◆ What is being asked
Update the data starting with the line that contains "target | white plastic strip on trunk" and going on through the line that contains "<point>44,87</point>" by changing "brown clay cup" to "brown ceramic cup", and leave everything else unchanged. Return only those lines.

◆ Data for the task
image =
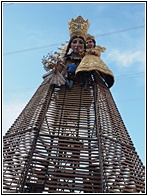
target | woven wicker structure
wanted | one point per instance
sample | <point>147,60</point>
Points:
<point>71,141</point>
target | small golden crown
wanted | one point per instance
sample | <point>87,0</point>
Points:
<point>90,37</point>
<point>79,27</point>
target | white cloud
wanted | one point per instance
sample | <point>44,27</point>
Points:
<point>127,58</point>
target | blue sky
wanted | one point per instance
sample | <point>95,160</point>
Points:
<point>31,30</point>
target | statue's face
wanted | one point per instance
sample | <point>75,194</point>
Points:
<point>89,43</point>
<point>77,45</point>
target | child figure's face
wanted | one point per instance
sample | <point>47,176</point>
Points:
<point>89,43</point>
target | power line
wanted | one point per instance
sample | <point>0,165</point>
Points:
<point>7,4</point>
<point>41,47</point>
<point>120,31</point>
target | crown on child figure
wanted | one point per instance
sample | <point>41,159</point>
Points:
<point>78,26</point>
<point>90,37</point>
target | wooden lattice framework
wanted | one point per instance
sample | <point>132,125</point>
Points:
<point>71,141</point>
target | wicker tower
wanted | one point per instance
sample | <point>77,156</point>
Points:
<point>71,141</point>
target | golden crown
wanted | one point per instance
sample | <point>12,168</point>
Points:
<point>90,37</point>
<point>79,27</point>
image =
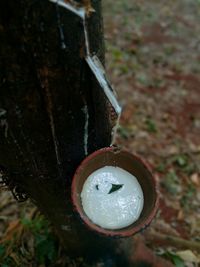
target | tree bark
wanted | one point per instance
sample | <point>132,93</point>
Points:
<point>47,93</point>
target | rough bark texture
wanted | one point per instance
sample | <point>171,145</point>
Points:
<point>44,86</point>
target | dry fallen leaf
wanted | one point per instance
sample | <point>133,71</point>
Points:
<point>195,179</point>
<point>188,255</point>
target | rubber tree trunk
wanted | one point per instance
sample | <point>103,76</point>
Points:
<point>47,93</point>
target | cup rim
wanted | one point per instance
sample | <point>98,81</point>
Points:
<point>123,232</point>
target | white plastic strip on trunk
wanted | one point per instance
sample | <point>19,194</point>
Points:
<point>93,61</point>
<point>79,11</point>
<point>85,111</point>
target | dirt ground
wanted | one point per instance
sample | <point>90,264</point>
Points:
<point>153,61</point>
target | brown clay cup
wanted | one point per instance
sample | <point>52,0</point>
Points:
<point>111,156</point>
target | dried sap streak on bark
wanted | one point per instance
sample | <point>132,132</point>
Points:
<point>44,87</point>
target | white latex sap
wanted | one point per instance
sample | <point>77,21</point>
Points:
<point>112,198</point>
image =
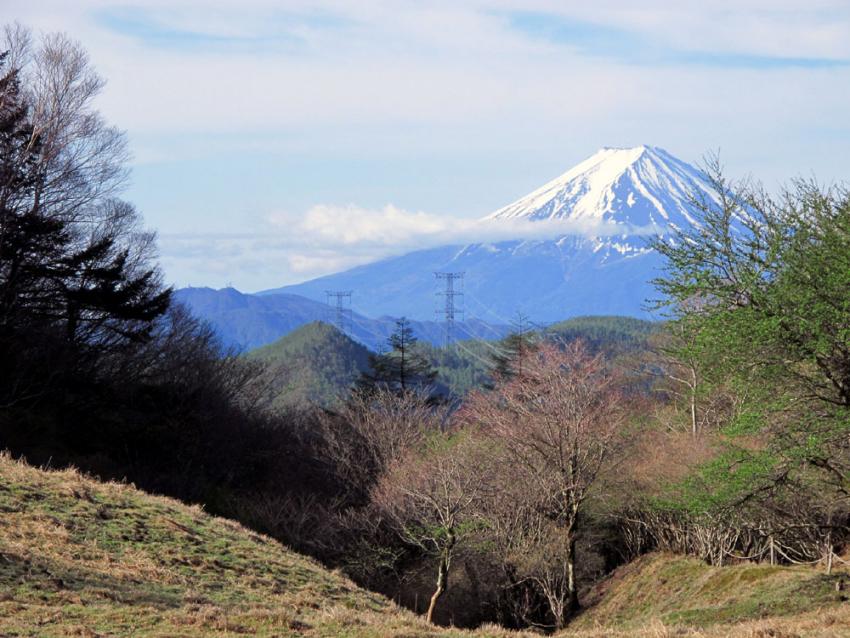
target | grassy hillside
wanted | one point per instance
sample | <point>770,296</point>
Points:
<point>83,558</point>
<point>314,364</point>
<point>669,593</point>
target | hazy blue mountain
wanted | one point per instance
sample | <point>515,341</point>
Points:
<point>249,321</point>
<point>621,195</point>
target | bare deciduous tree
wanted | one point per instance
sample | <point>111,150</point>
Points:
<point>553,431</point>
<point>373,430</point>
<point>429,497</point>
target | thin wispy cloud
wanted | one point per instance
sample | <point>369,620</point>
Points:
<point>438,106</point>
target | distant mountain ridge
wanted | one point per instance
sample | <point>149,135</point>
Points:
<point>247,321</point>
<point>617,197</point>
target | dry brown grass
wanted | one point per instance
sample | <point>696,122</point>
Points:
<point>82,558</point>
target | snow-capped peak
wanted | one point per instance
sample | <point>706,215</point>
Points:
<point>638,187</point>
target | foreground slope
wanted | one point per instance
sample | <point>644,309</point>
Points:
<point>83,558</point>
<point>675,594</point>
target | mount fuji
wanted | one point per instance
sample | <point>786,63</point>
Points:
<point>601,214</point>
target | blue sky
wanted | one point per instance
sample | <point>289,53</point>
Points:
<point>253,121</point>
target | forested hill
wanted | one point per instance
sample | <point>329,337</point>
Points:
<point>317,364</point>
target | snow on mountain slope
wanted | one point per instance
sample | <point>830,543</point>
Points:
<point>601,265</point>
<point>637,188</point>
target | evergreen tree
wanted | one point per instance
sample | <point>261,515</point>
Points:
<point>403,368</point>
<point>515,348</point>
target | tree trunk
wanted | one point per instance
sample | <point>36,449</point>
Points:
<point>442,583</point>
<point>694,402</point>
<point>572,587</point>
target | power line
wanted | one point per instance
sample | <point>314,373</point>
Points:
<point>339,311</point>
<point>450,311</point>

◆ Result
target | white plastic strip on trunk
wanted | one point per instance
sample | <point>19,194</point>
Points:
<point>93,61</point>
<point>79,11</point>
<point>85,111</point>
target | dirt ground
wanted | one point per instance
sample | <point>90,264</point>
Points:
<point>153,61</point>
target | brown ceramic cup
wanted | one point per instance
sample | <point>52,0</point>
Points:
<point>111,156</point>
target | dried sap streak on bark
wanted | one point per instance
sample | <point>132,132</point>
Points:
<point>44,87</point>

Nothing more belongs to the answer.